## Source data
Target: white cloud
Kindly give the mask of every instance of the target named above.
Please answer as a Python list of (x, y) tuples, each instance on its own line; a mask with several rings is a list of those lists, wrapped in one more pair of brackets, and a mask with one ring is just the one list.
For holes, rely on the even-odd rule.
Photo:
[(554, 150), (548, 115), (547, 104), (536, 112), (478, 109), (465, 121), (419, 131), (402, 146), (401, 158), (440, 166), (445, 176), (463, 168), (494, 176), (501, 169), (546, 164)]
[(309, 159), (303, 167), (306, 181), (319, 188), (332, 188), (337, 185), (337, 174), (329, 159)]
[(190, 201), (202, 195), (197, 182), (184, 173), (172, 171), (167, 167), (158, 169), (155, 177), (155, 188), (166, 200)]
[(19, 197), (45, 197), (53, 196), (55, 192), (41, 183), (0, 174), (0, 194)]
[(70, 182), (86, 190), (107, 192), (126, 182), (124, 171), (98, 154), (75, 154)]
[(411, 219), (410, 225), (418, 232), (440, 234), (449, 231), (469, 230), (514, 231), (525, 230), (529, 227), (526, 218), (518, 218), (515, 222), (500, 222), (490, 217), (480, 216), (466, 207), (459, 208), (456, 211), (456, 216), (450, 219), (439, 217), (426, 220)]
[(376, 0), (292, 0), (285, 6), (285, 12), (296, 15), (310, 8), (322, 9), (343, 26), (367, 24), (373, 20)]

## Written task
Write the material above as a two-column CSV with the header columns request and answer, one row per request. Put each request's text and its answer in a single quoted field each, with line breaks replaced by spaces.

## Correct answer
request,answer
"Target: white cloud Kindly give the mask of every instance of the target named above. Please answer as a Python list of (x, y) tuples, each instance on its own line; a mask with several rings is a list of those lists, wrapped in one more pair of brackets, and a mask with one ring is just the one list. For holes, rely on the even-odd rule. Photo:","[(554, 150), (548, 115), (547, 104), (536, 112), (478, 109), (465, 121), (419, 131), (402, 146), (401, 158), (440, 166), (445, 176), (463, 168), (494, 176), (501, 169), (546, 164)] [(309, 159), (303, 167), (306, 181), (319, 188), (332, 188), (337, 185), (337, 174), (329, 159)] [(190, 201), (202, 195), (197, 182), (184, 173), (172, 171), (167, 167), (158, 169), (155, 177), (155, 188), (166, 200)] [(19, 197), (45, 197), (53, 196), (55, 192), (41, 183), (0, 174), (0, 194)] [(70, 182), (86, 190), (107, 192), (126, 182), (124, 171), (98, 154), (75, 154)] [(411, 219), (410, 225), (418, 232), (440, 234), (449, 231), (469, 230), (514, 231), (525, 230), (529, 227), (526, 218), (518, 218), (515, 222), (500, 222), (490, 217), (480, 216), (466, 207), (459, 208), (456, 211), (456, 216), (450, 219), (439, 217), (426, 220)] [(376, 0), (292, 0), (285, 6), (285, 12), (296, 15), (310, 8), (322, 9), (343, 26), (367, 24), (373, 20)]"